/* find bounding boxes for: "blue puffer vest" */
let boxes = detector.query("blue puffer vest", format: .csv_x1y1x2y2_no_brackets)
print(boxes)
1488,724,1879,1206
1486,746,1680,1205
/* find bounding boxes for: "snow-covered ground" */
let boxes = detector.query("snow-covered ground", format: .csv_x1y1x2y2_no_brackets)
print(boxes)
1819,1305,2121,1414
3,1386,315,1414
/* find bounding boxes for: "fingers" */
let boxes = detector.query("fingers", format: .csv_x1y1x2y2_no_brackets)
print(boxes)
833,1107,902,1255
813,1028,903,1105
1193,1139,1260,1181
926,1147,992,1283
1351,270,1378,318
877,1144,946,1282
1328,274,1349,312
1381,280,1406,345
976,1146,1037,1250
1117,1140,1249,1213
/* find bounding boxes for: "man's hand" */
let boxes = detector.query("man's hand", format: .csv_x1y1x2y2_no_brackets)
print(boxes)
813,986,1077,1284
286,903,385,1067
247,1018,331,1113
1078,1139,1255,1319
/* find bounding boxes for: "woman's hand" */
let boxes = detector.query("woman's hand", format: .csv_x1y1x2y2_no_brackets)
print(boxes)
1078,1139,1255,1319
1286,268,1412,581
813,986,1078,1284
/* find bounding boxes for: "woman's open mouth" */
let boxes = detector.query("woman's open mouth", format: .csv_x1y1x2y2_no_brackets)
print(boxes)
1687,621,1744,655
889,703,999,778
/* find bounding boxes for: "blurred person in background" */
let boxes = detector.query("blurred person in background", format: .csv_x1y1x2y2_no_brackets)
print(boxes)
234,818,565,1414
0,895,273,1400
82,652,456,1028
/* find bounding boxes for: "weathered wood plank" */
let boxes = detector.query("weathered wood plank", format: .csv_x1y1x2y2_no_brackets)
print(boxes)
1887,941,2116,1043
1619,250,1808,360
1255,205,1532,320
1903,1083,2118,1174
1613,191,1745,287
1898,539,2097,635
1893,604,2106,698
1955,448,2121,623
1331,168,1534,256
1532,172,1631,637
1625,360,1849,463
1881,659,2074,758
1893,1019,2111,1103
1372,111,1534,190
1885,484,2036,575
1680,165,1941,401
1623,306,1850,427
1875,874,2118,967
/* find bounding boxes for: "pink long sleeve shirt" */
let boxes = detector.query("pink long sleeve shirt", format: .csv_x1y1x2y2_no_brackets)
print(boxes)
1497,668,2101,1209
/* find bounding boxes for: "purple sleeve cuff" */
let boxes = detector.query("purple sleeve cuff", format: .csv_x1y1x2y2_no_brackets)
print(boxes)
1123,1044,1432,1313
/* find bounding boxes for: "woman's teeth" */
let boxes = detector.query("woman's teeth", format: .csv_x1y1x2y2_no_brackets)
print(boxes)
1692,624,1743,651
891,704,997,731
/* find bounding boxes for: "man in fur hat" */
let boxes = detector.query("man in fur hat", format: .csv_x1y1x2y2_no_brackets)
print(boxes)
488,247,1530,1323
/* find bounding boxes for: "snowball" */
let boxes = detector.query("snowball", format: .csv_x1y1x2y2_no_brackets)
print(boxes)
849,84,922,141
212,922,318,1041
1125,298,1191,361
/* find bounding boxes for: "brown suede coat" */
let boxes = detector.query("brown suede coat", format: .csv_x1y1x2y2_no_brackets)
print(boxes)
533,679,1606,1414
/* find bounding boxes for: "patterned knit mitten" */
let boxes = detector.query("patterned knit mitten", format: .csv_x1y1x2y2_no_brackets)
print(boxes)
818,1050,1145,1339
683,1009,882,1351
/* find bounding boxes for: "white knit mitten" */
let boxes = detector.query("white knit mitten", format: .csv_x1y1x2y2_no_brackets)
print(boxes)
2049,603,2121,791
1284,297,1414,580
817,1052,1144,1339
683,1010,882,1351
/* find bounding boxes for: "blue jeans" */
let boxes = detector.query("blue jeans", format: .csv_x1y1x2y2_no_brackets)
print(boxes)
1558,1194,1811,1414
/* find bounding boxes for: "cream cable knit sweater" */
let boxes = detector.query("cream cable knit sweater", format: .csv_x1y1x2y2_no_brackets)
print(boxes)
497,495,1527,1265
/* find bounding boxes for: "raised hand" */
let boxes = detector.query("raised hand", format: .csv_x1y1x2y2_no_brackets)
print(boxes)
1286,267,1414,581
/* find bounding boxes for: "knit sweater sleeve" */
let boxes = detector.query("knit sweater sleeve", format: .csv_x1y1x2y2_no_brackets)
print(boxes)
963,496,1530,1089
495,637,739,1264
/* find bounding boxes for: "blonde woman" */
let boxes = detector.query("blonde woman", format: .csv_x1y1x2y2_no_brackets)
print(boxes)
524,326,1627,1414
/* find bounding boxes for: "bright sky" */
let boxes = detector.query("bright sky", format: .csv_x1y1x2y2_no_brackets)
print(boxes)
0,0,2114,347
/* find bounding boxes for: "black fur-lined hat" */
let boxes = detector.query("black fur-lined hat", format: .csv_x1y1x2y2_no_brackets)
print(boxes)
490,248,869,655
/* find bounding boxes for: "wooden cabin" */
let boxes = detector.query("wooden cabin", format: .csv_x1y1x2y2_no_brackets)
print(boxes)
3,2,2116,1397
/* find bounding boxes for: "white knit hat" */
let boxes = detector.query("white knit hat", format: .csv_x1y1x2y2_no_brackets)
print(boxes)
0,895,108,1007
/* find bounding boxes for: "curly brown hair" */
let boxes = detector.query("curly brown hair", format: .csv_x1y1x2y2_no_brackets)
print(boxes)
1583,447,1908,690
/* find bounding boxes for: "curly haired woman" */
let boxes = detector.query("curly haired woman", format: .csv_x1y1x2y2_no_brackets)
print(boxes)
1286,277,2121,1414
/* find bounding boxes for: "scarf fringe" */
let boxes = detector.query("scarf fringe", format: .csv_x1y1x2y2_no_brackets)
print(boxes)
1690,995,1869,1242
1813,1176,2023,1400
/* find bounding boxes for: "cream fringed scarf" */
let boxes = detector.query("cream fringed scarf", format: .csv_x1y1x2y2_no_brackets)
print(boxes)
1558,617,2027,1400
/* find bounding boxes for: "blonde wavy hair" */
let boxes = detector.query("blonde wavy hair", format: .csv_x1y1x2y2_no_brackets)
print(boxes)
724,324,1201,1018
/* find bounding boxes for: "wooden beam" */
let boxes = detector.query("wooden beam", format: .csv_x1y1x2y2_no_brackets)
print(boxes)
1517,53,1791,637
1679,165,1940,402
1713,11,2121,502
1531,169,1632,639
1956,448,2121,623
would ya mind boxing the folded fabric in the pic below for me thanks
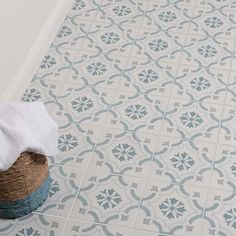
[0,102,58,171]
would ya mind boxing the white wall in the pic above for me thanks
[0,0,72,101]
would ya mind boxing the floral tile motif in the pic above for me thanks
[48,120,101,169]
[148,136,217,188]
[201,189,236,236]
[170,65,230,105]
[35,165,84,217]
[21,80,64,113]
[117,57,174,97]
[69,170,146,228]
[33,47,79,82]
[13,0,236,234]
[103,90,169,135]
[161,97,223,143]
[50,83,116,125]
[0,214,65,236]
[63,219,131,236]
[87,127,159,177]
[135,178,208,235]
[60,50,128,87]
[187,7,236,40]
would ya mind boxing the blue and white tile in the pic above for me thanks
[170,65,229,105]
[21,80,64,114]
[35,165,84,217]
[135,178,208,235]
[218,105,236,146]
[188,7,236,40]
[148,136,217,188]
[146,3,195,35]
[86,127,159,178]
[69,170,146,228]
[117,57,174,97]
[210,144,236,193]
[161,97,223,143]
[0,214,65,236]
[48,120,101,169]
[34,47,79,82]
[201,188,236,236]
[63,219,131,236]
[104,90,169,134]
[67,0,103,23]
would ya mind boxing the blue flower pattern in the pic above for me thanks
[71,96,93,112]
[87,62,107,76]
[112,144,137,162]
[159,11,177,23]
[138,69,159,83]
[223,208,236,229]
[22,88,41,102]
[57,26,72,38]
[180,111,203,128]
[171,152,195,171]
[204,17,223,28]
[190,76,211,91]
[125,104,147,120]
[16,227,40,236]
[40,55,56,69]
[113,5,131,16]
[96,188,122,209]
[159,198,186,219]
[101,32,120,45]
[58,134,78,152]
[149,39,168,52]
[198,45,217,58]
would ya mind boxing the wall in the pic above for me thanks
[0,0,72,101]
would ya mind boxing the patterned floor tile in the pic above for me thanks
[135,178,207,235]
[0,213,65,236]
[201,189,236,236]
[103,90,169,135]
[60,49,129,88]
[117,58,174,98]
[21,80,64,114]
[69,170,146,228]
[148,136,217,187]
[187,7,236,40]
[63,219,131,236]
[34,165,84,217]
[50,84,116,124]
[161,97,223,143]
[86,127,159,178]
[179,67,229,104]
[48,120,101,169]
[33,46,79,82]
[209,144,236,193]
[218,105,236,146]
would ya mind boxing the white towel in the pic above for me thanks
[0,102,58,171]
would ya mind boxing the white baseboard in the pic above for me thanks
[2,0,73,101]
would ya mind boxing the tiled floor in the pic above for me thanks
[2,0,236,235]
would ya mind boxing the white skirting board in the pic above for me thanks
[1,0,73,101]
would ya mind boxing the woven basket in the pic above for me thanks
[0,152,51,219]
:::::
What is being asked: Only the lines above that include the word "jeans" belong in the answer; copy each one.

Solution to this exercise:
/* find bounding boxes for: "blue jeans" */
let boxes = detector.query("blue jeans", format: .csv_x1y1x2y2_no_brackets)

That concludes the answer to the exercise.